━━━━━ PROVIDED MATERIAL ━━━━━

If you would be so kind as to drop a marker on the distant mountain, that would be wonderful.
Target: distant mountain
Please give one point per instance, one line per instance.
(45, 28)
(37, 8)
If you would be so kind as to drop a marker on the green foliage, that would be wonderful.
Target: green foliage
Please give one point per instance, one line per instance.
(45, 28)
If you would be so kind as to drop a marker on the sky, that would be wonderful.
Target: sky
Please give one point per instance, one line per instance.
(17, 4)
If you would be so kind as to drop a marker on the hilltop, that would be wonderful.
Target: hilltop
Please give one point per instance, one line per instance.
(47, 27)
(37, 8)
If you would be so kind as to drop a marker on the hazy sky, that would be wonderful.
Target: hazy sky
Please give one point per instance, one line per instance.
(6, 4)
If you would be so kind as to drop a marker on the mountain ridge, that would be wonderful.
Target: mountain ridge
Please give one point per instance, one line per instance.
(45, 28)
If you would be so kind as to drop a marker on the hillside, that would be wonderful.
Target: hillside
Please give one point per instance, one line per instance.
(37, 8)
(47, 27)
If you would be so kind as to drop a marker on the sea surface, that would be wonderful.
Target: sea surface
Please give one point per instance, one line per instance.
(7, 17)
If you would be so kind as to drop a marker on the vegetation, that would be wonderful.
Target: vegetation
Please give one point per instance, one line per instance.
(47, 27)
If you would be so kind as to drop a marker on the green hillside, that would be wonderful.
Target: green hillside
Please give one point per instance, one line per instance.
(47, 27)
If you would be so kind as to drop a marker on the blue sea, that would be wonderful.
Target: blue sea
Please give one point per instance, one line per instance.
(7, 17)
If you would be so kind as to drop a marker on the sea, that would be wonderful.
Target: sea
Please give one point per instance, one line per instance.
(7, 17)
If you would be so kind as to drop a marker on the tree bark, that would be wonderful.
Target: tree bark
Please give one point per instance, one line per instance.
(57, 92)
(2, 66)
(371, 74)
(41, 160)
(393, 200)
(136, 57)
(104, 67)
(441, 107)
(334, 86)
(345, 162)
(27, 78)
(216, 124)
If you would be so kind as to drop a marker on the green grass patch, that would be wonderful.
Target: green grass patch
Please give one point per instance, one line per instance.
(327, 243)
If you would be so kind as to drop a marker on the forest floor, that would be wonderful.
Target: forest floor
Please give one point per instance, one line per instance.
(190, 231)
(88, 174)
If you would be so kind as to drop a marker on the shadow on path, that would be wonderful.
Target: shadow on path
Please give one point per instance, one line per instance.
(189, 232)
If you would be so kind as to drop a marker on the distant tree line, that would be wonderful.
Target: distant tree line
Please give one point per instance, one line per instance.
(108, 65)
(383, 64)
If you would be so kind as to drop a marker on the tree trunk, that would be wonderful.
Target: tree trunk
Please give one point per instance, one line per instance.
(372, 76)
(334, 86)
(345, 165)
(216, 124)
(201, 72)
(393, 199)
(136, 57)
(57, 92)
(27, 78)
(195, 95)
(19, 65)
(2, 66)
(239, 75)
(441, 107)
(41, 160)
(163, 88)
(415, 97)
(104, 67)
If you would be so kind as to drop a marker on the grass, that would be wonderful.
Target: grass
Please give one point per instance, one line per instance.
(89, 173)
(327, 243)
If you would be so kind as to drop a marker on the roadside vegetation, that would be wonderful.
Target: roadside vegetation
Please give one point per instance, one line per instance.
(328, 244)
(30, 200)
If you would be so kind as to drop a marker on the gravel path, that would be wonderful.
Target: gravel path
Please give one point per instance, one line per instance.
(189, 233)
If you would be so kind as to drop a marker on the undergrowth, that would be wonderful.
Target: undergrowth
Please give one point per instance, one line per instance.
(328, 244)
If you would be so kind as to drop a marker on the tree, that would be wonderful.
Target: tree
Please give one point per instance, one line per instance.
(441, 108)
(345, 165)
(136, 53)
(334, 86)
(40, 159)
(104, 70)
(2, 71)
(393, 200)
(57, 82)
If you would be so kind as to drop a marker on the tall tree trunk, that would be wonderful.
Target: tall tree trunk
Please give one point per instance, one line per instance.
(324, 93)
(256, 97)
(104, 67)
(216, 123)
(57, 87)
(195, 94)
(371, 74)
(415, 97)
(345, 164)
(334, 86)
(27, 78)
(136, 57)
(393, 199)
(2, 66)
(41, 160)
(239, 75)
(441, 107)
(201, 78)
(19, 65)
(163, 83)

━━━━━
━━━━━ PROVIDED MATERIAL ━━━━━

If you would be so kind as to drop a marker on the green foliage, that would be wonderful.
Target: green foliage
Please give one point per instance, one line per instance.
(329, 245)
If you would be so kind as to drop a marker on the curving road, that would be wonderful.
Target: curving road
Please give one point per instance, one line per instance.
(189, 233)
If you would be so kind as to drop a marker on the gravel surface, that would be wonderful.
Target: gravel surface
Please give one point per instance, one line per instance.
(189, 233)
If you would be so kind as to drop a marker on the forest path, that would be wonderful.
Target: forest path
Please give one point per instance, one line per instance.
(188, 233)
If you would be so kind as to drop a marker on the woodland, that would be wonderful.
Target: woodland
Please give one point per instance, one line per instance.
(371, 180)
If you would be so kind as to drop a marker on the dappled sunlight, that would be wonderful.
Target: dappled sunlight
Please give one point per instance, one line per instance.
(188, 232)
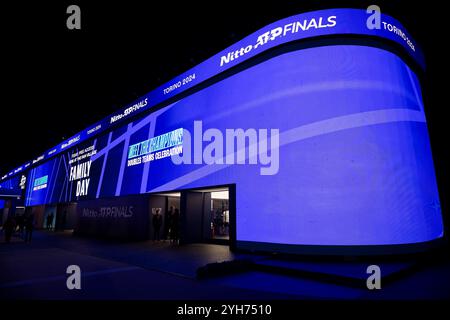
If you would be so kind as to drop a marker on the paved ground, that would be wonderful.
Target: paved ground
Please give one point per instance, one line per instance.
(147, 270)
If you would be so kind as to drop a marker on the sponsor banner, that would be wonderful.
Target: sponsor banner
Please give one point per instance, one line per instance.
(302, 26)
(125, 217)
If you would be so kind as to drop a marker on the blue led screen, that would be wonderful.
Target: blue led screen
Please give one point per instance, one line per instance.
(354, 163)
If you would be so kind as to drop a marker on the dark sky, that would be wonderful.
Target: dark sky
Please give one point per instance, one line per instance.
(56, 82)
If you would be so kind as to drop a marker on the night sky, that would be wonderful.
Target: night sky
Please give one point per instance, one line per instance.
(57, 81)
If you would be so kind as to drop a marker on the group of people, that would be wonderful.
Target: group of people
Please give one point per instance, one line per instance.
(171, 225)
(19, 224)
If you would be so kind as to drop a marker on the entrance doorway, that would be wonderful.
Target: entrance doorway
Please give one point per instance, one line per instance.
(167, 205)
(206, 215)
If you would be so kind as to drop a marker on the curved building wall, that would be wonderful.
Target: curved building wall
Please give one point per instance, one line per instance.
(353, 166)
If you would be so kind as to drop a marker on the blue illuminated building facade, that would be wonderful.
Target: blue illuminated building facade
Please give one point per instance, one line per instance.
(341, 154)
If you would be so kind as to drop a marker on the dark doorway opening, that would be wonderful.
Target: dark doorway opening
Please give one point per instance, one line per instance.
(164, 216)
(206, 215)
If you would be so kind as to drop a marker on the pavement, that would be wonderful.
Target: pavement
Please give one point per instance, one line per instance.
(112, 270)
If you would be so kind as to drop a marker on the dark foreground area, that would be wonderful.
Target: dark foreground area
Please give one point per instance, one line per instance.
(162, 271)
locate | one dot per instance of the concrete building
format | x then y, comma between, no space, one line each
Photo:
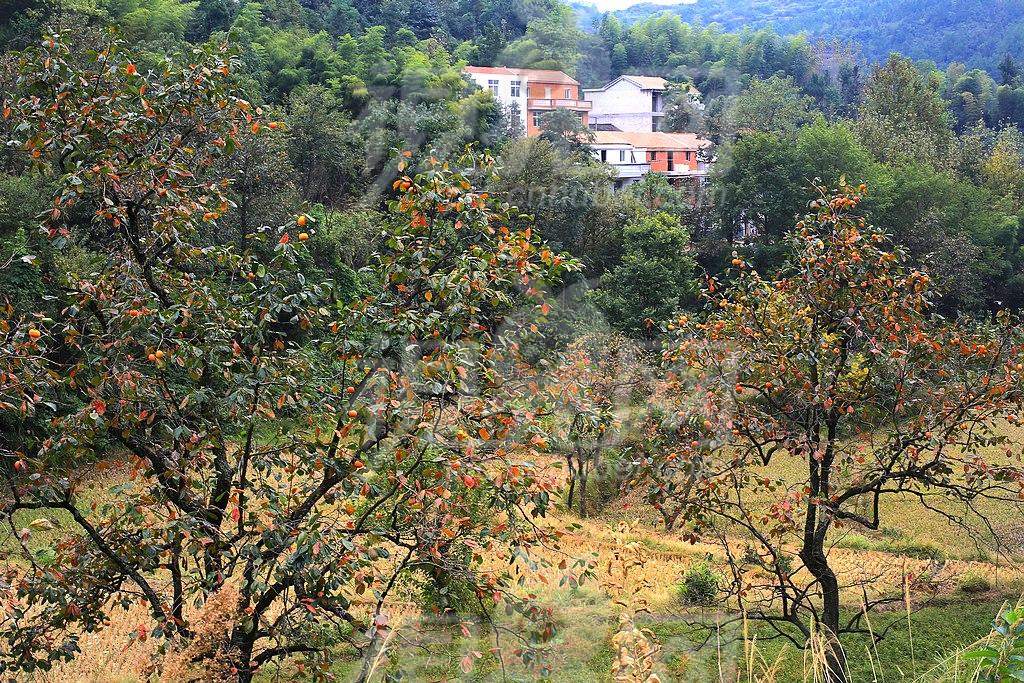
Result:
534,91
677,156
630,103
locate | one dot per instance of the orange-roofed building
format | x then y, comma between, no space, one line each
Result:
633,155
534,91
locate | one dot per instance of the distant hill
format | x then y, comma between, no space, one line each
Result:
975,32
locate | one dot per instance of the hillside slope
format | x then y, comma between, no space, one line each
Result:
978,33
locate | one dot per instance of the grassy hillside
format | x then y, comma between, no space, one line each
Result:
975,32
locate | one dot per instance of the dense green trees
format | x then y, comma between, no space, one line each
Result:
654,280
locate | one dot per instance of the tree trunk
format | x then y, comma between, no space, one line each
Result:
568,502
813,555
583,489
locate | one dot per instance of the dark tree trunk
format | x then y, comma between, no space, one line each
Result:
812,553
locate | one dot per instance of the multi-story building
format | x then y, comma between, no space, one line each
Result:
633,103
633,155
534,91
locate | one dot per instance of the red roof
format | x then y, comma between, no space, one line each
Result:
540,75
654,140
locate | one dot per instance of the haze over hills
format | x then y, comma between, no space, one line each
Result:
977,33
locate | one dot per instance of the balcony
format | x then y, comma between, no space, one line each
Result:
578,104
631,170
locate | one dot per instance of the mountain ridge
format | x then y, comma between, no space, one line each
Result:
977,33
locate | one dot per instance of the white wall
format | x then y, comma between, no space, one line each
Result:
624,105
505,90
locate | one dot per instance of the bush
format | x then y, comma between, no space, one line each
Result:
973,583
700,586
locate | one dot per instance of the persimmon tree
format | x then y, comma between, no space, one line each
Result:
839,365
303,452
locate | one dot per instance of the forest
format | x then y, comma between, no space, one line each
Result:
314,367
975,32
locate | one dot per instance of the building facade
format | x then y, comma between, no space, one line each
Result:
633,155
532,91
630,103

━━━━━

[YOUR INSTRUCTIONS]
Pull out every line in the data above that has the word "dark".

[PROBLEM SOLUTION]
If you would be so kind as to drop a marker on the dark sky, that would be wonderful.
Target: dark sky
If you would be so kind as to drop a marker on the dark doorway opening, that would be wonderful.
Target: dark doorway opening
If you would be so kind as to drop a marker on the dark foreground area, that would be wonderful.
Target: dark foreground area
locate | one dot per instance of the dark tree trunk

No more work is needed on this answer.